Testo fornito:
━━━━━━━━

I mercati finanziari realizzano performance positive, ma l’Italia che produce è in stallo.
Nell’ultimo periodo stiamo assistendo ad un nuovo scollamento tra i dati che arrivano dall’economia reale e quelli della finanza. Alcune testate nazionali hanno recentemente sottolineato come le borse di tutto il mondo siano in rialzo: secondo i dati di mercoledì 12 febbraio, Piazza Affari ha chiuso in rialzo dello 0,7% tornando quindi ai massimi da ottobre 2008, cioè il mese successivo al crack della Lehman Brothers. Anche lo spread torna ai livelli di quasi due anni fa, scendendo a quota 129 punti. Le borse americane, asiatiche ed europee seguono questo trend positivo: Dow Jones ha chiuso in rialzo a 0,6%, Tokyo a 0,74%, Londra a 0,5%, Parigi a 0,55% e Francoforte a 0,86%. E questo nonostante la paura globale per la diffusione del Coronavirus che ha portato General Motors a sospendere provvisoriamente le attività in Corea del Sud per mancanza di componenti prodotti in Cina.
Non dobbiamo quindi preoccuparci più di tanto? Le economie mondali sono salde? Le cose non stanno esattamente così. In tutta l’Eurozona si è registrata una importante flessione della produzione industriale a dicembre che ha coinvolto anche il nostro paese. L’Italia infatti ha conosciuto un calo del 2,7% rispetto a novembre e del 4,3% su base annua. Si sono verificate diminuzioni congiunturali in tutti i comparti: beni intermedi (-2,8%), energia e beni di consumo (-2,5%) e beni strumentali (-2,3%).

━━━━━━━━

Dati di ingresso:
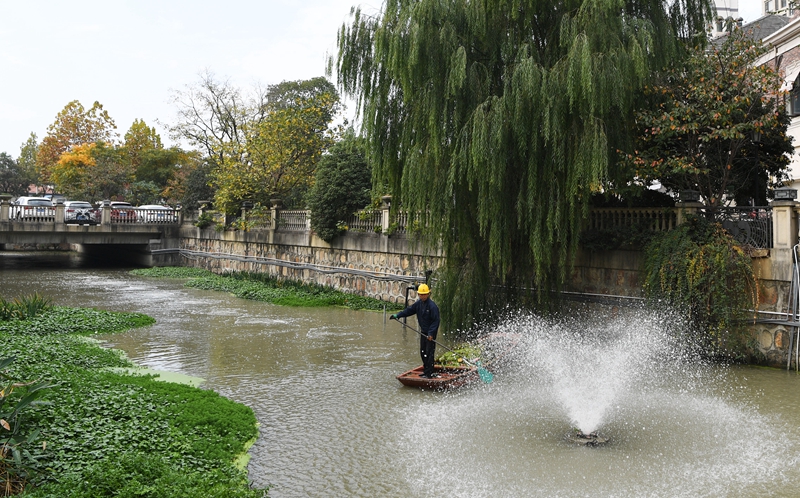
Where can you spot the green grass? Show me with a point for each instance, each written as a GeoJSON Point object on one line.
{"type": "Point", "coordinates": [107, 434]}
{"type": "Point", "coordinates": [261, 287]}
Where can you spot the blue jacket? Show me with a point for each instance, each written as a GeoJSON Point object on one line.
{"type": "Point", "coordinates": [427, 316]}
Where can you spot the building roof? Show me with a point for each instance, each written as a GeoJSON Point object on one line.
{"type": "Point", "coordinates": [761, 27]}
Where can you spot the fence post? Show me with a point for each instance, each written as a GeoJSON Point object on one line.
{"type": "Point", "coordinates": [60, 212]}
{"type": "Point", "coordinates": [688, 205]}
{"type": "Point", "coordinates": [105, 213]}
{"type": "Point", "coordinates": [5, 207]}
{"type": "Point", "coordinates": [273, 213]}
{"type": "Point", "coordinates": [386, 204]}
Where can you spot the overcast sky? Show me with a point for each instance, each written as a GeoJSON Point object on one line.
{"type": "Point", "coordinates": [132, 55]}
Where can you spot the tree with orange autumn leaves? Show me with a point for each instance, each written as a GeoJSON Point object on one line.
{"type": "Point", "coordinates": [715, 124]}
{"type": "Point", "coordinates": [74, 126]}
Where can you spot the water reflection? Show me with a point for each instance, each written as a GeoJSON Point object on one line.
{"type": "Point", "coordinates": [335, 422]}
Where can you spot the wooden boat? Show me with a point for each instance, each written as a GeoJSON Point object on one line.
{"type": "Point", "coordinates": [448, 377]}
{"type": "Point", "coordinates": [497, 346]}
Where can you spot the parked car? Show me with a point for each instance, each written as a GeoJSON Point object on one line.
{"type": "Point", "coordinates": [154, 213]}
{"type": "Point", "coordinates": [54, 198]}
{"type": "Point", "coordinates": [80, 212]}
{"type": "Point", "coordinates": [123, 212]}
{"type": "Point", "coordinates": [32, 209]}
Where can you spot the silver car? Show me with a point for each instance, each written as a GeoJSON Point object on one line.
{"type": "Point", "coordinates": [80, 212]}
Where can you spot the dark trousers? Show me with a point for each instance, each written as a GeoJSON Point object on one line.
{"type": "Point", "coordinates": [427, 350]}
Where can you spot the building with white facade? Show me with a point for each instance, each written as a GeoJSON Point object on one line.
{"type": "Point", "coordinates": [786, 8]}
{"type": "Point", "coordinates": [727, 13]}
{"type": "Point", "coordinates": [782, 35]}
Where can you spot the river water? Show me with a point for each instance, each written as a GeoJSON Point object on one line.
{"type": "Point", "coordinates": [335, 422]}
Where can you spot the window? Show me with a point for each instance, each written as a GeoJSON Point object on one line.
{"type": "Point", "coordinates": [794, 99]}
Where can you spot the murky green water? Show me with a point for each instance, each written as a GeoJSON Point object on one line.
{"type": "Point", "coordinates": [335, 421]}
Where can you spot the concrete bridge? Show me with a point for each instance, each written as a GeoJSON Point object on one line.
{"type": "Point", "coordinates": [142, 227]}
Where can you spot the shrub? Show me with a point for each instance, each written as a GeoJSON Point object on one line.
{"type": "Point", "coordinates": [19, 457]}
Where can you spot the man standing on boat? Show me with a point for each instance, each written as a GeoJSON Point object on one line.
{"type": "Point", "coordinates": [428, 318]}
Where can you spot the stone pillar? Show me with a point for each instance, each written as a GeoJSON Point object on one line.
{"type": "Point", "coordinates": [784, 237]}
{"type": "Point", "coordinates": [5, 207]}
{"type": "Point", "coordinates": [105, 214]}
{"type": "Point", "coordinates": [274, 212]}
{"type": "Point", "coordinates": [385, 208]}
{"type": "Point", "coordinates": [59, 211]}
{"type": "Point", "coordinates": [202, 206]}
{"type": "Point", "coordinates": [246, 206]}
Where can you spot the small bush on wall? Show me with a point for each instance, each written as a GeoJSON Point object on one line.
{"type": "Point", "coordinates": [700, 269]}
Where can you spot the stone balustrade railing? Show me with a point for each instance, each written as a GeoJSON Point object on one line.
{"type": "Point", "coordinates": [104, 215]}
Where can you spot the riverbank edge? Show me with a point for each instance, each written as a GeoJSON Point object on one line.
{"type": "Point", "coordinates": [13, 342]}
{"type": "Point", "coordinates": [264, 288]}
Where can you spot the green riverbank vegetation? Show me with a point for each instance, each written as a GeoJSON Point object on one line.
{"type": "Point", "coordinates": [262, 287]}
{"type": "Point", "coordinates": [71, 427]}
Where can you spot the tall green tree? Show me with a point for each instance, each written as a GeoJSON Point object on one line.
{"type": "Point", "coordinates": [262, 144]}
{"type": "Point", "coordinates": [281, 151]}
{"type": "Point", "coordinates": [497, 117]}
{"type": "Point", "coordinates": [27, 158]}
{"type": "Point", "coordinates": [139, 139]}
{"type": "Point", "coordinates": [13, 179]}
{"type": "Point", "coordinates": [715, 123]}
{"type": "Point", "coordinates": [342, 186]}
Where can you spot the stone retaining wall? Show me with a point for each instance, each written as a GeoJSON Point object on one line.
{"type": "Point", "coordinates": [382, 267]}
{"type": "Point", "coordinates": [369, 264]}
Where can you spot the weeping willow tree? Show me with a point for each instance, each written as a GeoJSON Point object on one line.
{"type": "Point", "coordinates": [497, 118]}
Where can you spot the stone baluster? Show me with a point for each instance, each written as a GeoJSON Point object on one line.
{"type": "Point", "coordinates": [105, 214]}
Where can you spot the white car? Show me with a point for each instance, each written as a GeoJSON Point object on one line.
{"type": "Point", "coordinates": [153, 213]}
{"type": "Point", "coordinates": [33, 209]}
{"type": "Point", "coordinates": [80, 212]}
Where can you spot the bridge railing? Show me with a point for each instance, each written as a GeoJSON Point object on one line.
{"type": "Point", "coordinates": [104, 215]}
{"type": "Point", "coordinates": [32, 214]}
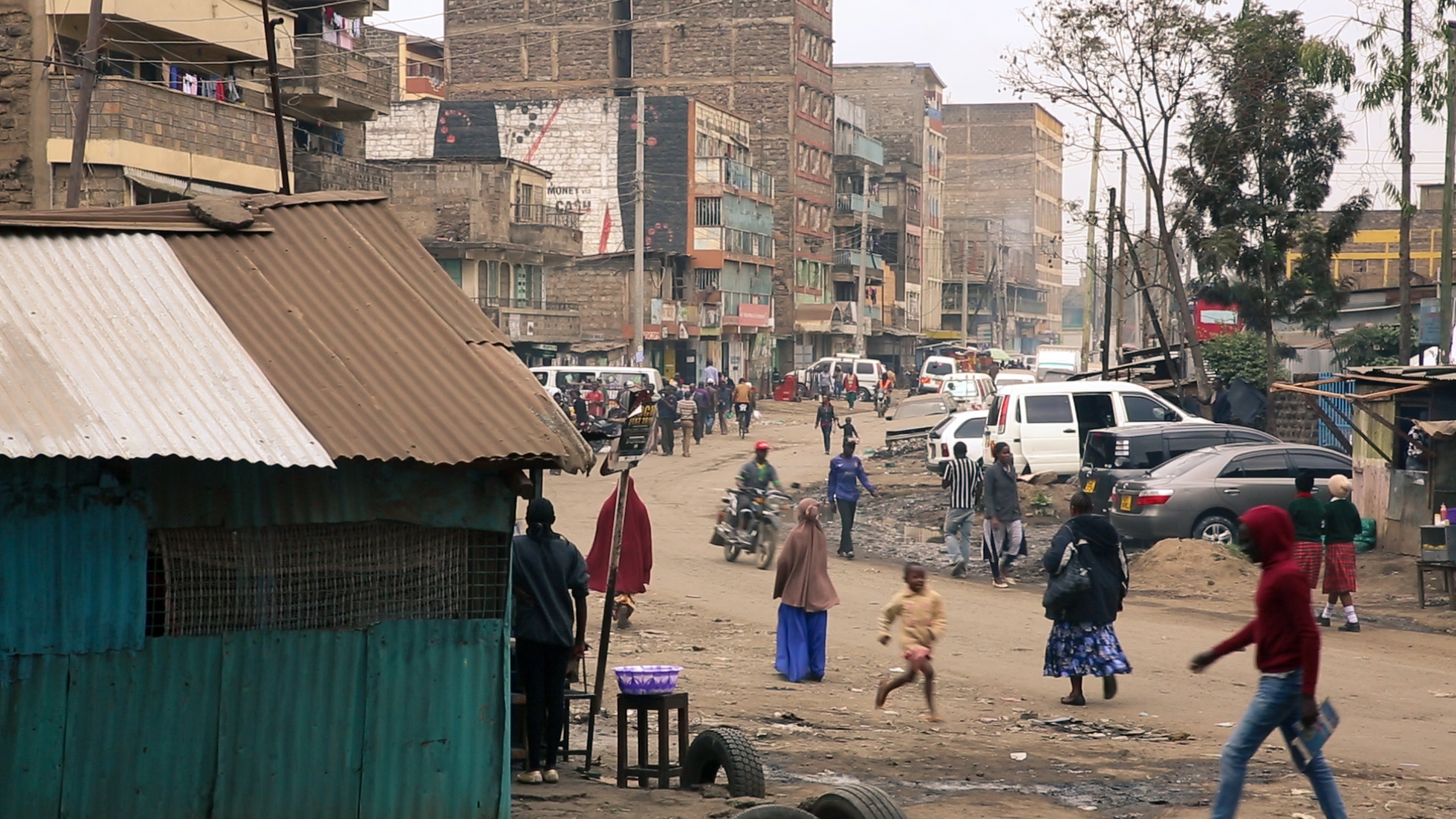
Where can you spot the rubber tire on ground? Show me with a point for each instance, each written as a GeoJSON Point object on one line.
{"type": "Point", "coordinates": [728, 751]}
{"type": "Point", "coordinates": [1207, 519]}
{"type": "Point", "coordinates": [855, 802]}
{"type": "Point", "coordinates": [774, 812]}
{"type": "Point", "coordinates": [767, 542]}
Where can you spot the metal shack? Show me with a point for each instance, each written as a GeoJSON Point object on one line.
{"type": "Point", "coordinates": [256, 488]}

━━━━━━━━

Compito: Ricopia per intero il testo fornito che si trova sopra, parola per parola e senza modifiche.

Risposta:
I mercati finanziari realizzano performance positive, ma l’Italia che produce è in stallo.
Nell’ultimo periodo stiamo assistendo ad un nuovo scollamento tra i dati che arrivano dall’economia reale e quelli della finanza. Alcune testate nazionali hanno recentemente sottolineato come le borse di tutto il mondo siano in rialzo: secondo i dati di mercoledì 12 febbraio, Piazza Affari ha chiuso in rialzo dello 0,7% tornando quindi ai massimi da ottobre 2008, cioè il mese successivo al crack della Lehman Brothers. Anche lo spread torna ai livelli di quasi due anni fa, scendendo a quota 129 punti. Le borse americane, asiatiche ed europee seguono questo trend positivo: Dow Jones ha chiuso in rialzo a 0,6%, Tokyo a 0,74%, Londra a 0,5%, Parigi a 0,55% e Francoforte a 0,86%. E questo nonostante la paura globale per la diffusione del Coronavirus che ha portato General Motors a sospendere provvisoriamente le attività in Corea del Sud per mancanza di componenti prodotti in Cina.
Non dobbiamo quindi preoccuparci più di tanto? Le economie mondali sono salde? Le cose non stanno esattamente così. In tutta l’Eurozona si è registrata una importante flessione della produzione industriale a dicembre che ha coinvolto anche il nostro paese. L’Italia infatti ha conosciuto un calo del 2,7% rispetto a novembre e del 4,3% su base annua. Si sono verificate diminuzioni congiunturali in tutti i comparti: beni intermedi (-2,8%), energia e beni di consumo (-2,5%) e beni strumentali (-2,3%).